Dataset excerpts on pointing to objects
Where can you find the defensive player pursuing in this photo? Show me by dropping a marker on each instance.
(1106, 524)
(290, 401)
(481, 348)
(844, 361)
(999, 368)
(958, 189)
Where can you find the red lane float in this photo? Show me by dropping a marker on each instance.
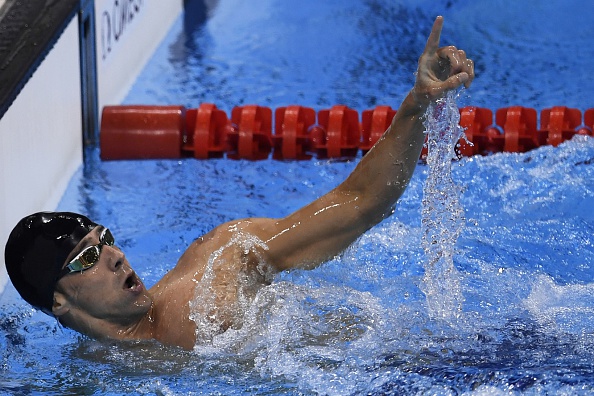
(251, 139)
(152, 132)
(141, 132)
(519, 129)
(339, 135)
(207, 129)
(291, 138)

==

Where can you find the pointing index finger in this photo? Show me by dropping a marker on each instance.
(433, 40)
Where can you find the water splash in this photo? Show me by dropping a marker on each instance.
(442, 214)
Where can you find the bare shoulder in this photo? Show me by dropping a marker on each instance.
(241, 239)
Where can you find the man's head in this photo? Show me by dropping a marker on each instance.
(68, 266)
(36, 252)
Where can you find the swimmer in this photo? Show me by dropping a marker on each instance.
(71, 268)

_TASK_: Pick out every line in the entries above that contains the string "splash", copying each such line in full. Treat uppercase and lowercase letters as distinct when matching.

_THE ANSWER_:
Where can you find the water splash in this photo? Show me by dropping a marker on each instance.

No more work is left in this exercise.